Quoted passage:
Alex Simkus: Did not respond.

POSITION NO. 7:

Krystal Marx: “I believe that we need to require the planting of native trees and other climate-benefitting plants when we go through neighborhood redesigns (such as the Ambaum Boulevard and Boulevard Park redesign that is coming up), and with every new building we allow to be built. I will also continue to advocate for carbon neutral transportation choices in our city.”

Stephanie Mora: Did not respond.


QUESTION 5: “What are some other specific things you would do as a City Councilmember to combat climate change locally in Burien?”

POSITION NO. 1:

Martin Barrett: Did not respond.

Hugo Garcia: “I have worked toward combating climate change by being advocating and recommending for more housing policies which promote transit-oriented development. This consistent planning for healthy density support with sufficient public transit to support less need for residential and commercial parking as a way to set in motion more investment in mass transit which would reduce the use of car and air pollution. As well as continue to recommend for expansion, protection, and enforcement of urban tree canopy in our city as well as moving away from single use plastics and promoting healthy alternative to waste like composting in the city’s policies and ordinances. Which I have already started to work on while serving on both the Planning and Business Commissions.”

POSITION NO. 3:

Jimmy Matta: “Reaching and relating. The Climate Movement we know right now is a reflection of not who is most effected by the climate emergency or even who/what is most responsible for it. It is rather comprised of those who have the capacity or the choice to be sustainable. I want to contribute to expanding that capacity so that is can reach those of us in Burien, who are in areas severely impacted by noise and bio pollution from the airport. Those who do not have the luxury of buying more energy/fuel efficient or green vehicles to support long commutes. Those who might of immigrated here because of the displacing impact of the climate emergency across the globe. Working on people power alongside identifying what these people can benefit from in our growing city climate plan, that’s what I can do. That’s what I’m already doing.”

Mark Dorsey: “I would defer to the experts on the matter and take their suggestions into consideration, while also prioritizing the community and businesses of Burien.”

Data provided:
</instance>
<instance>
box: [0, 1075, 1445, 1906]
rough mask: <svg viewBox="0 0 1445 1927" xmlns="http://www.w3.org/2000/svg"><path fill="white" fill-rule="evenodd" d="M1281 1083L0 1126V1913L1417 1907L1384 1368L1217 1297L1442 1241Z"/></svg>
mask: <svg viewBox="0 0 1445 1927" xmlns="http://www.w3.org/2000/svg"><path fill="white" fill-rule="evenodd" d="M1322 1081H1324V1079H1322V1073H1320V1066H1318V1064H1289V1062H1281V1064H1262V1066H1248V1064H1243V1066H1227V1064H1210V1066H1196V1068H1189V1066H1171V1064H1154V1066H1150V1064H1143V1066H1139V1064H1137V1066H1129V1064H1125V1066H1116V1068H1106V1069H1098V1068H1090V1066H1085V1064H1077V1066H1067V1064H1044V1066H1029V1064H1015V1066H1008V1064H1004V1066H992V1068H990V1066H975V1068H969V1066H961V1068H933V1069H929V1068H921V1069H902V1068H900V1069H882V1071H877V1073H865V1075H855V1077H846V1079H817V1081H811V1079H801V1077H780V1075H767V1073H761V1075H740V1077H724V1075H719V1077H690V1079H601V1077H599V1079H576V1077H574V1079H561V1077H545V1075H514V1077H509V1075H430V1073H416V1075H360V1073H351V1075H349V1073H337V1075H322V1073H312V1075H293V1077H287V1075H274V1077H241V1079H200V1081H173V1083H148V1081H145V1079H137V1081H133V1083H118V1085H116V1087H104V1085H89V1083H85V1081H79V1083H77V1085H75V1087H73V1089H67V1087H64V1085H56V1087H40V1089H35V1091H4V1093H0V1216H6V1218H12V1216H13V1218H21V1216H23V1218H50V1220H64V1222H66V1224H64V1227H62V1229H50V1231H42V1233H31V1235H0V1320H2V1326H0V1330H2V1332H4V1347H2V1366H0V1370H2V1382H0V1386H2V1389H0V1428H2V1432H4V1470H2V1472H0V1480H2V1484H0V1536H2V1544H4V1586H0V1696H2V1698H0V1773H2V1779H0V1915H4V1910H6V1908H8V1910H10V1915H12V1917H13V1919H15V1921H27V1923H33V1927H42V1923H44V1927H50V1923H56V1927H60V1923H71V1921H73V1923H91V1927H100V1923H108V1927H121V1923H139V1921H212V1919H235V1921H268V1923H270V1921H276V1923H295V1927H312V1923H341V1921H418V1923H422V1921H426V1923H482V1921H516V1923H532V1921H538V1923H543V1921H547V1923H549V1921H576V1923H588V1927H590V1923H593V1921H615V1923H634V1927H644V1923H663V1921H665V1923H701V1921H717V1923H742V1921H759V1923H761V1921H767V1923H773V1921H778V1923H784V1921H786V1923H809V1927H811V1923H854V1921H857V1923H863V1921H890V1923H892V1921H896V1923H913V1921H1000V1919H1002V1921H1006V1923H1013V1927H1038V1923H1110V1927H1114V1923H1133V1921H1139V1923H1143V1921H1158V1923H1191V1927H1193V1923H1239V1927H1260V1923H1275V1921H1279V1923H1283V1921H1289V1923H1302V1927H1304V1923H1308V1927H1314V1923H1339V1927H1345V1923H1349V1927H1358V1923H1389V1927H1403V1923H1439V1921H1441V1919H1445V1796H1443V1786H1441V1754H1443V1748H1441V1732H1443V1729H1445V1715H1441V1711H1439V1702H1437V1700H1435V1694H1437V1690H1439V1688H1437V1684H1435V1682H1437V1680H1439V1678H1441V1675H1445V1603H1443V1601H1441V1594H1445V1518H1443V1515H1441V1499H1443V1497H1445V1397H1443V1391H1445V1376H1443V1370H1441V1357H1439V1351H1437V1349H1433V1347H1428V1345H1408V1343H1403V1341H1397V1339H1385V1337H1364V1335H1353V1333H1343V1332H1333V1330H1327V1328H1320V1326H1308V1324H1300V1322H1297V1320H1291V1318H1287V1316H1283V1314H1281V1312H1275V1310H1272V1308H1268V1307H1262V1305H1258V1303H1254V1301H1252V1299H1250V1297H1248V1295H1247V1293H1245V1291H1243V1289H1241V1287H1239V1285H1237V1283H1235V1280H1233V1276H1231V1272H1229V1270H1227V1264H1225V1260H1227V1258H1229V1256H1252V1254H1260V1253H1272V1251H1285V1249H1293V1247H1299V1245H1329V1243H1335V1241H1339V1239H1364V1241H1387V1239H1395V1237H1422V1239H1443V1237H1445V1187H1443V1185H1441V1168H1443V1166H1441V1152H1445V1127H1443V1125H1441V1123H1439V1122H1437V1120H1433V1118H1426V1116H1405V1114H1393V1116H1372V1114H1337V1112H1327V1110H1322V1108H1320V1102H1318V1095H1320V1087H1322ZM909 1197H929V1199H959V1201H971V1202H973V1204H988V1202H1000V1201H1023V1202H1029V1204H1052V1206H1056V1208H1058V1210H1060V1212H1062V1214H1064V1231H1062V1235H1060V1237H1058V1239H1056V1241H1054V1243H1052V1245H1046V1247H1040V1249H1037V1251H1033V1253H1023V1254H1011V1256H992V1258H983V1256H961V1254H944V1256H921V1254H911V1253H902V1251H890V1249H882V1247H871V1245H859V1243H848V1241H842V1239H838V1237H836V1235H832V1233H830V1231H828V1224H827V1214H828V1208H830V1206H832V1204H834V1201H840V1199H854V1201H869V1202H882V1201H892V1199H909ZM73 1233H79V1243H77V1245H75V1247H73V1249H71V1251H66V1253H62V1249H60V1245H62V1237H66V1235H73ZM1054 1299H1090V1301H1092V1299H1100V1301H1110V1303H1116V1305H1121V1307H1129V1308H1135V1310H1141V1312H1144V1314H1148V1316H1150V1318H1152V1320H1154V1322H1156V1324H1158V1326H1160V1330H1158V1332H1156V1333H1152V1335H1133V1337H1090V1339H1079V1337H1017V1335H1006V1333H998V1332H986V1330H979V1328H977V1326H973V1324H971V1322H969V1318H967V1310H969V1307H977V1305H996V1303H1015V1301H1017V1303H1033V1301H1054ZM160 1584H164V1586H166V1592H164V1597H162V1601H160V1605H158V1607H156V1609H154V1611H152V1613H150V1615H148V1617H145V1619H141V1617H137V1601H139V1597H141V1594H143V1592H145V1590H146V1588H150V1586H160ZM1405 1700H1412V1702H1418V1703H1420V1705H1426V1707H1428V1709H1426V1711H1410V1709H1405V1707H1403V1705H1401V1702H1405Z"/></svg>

What to do:
(a) In the candidate questionnaire, which two commissions does Hugo Garcia say he has served on?
(b) Summarize the candidate questionnaire in two sentences.

Responses by task:
(a) The Planning and Business Commissions.

(b) Candidates for Burien City Council positions answer questions on climate change; several did not respond, and Krystal Marx calls for planting native and climate-benefitting trees in neighborhood redesigns and new buildings and for carbon neutral transportation. Hugo Garcia cites transit-oriented housing, urban tree canopy protection, and moving away from single-use plastics, Jimmy Matta wants to expand the capacity for sustainability to Burien residents hit by airport pollution and long commutes, and Mark Dorsey would defer to experts while prioritizing Burien's community and businesses.